C) If the children do not possess the language or the understanding required to imagine, discuss, analyze and evaluate the conditions of your concept in the classroom, will notes on a PowerPoint slide help? If notes can help, doesn’t the kind of notes provided matter? Isn’t this akin to giving an average ten-year-old a collegiate dictionary and asking him to look up the word “gentry?” After he gets the “notes,” he probably will still have no applicable understanding of the concept “gentrification.”

D) Expecting remedial students to independently choose passages to read for enrichment is almost like asking them if they want a root canal for breakfast. The explanation here is similar to the one in C. If language and understanding are the problem, the average student does not possess the resilience required to choose, decode, study and fully process the grade-level support literature on his own.

E) The Internet is not a teacher; it’s a huge electronic library. You and I use it to learn because we are familiar with library rules (in the brick and mortar and online environments).  We know where to go to get the information we need. Most children are as Net literate as they are library literate; they are using the Internet for social interactions. Expecting children to gain mastery by using supporting Internet sources, then, is like asking them to use their lunchtime to discuss quantum physics.

I propose that we not think in any of these ways because in all of these attitudes, students lose. As the teachers, the coaches, we’re supposed to help kids win.

Let’s go back to the “Oh my God” moment, and let’s take a different turn. Before you let any other question crop up in your mind, ask yourself: What building blocks/avenues do my students need to get to my desired academic destination?

You’ve seen pictures of the neural pathways of the brain. (If you haven’t, use the Internet.) Our thoughts and understandings build on each other in a beautiful web of electric connectivity. Small concepts branch into larger, more complex ones in all sorts of directions. Here’s an example of one such direction: food to fruit to apple to Granny Smith to apple pie, etc. If one part of the thinking web, say the word “apple,” is somehow distorted in the mind—or if that part of the connection for some reason NEVER EXISTED in the mind—the whole understanding (and its resulting communication) is affected.

Imagine a two-year-old jumping up and down, pointing to an apple and screaming, “I want that; I want that!” You cannot say, “Use your words” if the word “apple” has never been spoken in a situation where the word and the object were demonstrated as inextricably linked.

As a remediating teacher, you have to repair the cognitive pathways by backtracking the connections and filling in the holes. So, ask yourself again, “What building blocks/avenues do my students need to get to my desired academic destination?” What MIGHT they be missing that MIGHT prevent them from getting it?

Some building blocks are repeat offenders on the NEVER EXISTED list. I want to talk about three that could change your teaching and your students forever: vocabulary, convention and function.

If you’ve been around the block a bit, you already know that there are levels of vocabulary. (If you don’t, use the Internet.) Some kinds of vocabulary—the academic words like describe, analyze, compare and contrast—apply in all subjects; but some kinds of vocabulary—like antebellum, figurative language, Pythagorean theorem and buoyancy—are subject specific. You might be mortified to know that BOTH of these types of vocabulary MIGHT be FAR ABOVE what your students are currently able to handle! Before students are able to express ideas at either of these vocabulary levels, you will have to model a number of discussions on a number of topics while demonstrating the connections between these words and the desired thinking process.

(Excerpts from location labeling data)
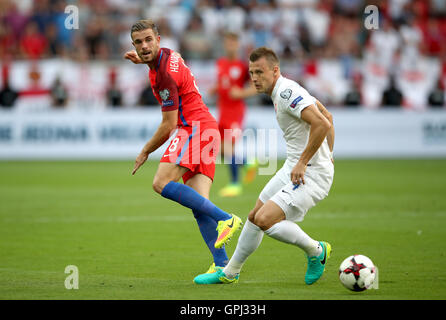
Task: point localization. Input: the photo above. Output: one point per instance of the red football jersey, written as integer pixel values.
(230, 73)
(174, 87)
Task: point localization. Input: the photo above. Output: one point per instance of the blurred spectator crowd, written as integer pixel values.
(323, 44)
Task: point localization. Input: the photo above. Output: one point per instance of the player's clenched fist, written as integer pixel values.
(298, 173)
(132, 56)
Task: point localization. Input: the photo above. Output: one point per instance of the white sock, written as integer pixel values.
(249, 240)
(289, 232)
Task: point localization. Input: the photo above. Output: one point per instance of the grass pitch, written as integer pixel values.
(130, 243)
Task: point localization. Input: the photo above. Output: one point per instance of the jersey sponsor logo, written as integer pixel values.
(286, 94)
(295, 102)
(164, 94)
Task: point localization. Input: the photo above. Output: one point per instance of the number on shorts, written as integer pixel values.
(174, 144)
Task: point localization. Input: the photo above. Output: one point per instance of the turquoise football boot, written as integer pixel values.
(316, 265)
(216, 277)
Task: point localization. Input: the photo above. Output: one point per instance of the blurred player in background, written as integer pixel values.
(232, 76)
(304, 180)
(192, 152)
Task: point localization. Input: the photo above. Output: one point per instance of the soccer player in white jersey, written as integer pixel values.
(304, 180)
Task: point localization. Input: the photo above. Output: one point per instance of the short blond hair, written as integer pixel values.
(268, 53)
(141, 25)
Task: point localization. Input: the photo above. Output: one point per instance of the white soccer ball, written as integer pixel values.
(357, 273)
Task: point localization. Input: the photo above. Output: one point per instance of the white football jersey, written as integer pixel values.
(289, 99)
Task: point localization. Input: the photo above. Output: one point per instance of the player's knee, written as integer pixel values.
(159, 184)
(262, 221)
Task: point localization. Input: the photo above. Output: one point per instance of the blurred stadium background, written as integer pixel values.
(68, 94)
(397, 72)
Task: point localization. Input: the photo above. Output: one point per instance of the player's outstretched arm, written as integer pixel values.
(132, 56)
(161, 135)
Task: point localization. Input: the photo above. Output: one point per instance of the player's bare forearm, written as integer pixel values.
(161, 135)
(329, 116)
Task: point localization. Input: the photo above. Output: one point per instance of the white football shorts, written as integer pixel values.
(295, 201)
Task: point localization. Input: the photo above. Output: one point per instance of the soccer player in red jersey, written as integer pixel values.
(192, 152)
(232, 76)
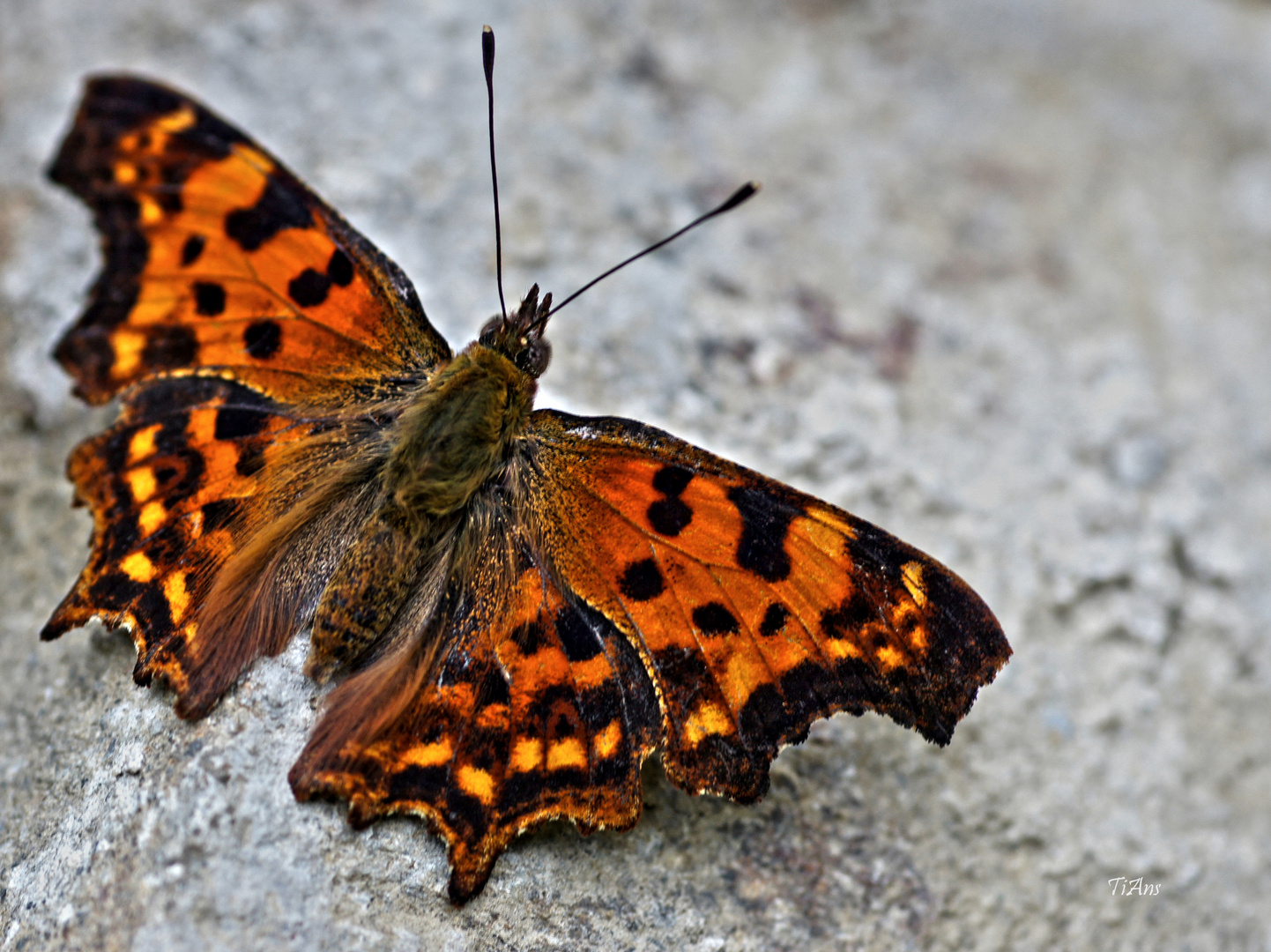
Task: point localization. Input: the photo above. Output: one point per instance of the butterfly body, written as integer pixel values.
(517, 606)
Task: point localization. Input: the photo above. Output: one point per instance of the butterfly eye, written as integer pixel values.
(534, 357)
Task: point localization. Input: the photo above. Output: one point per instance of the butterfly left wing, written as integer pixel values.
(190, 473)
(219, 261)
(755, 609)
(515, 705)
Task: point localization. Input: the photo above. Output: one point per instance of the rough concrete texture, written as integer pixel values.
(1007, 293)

__Work instructions__
1. Give the remedial teaching text again, starting with "I propose that" and going on through "help kids win.", and swap "coaches" for "mentors".
2. Which three building blocks does the remedial teaching text name from the NEVER EXISTED list?
These rows have no connection to the remedial teaching text.

__Answers for the tasks__
1.
I propose that we not think in any of these ways because in all of these attitudes, students lose. As the teachers, the mentors, we’re supposed to help kids win.

2. Vocabulary, convention and function.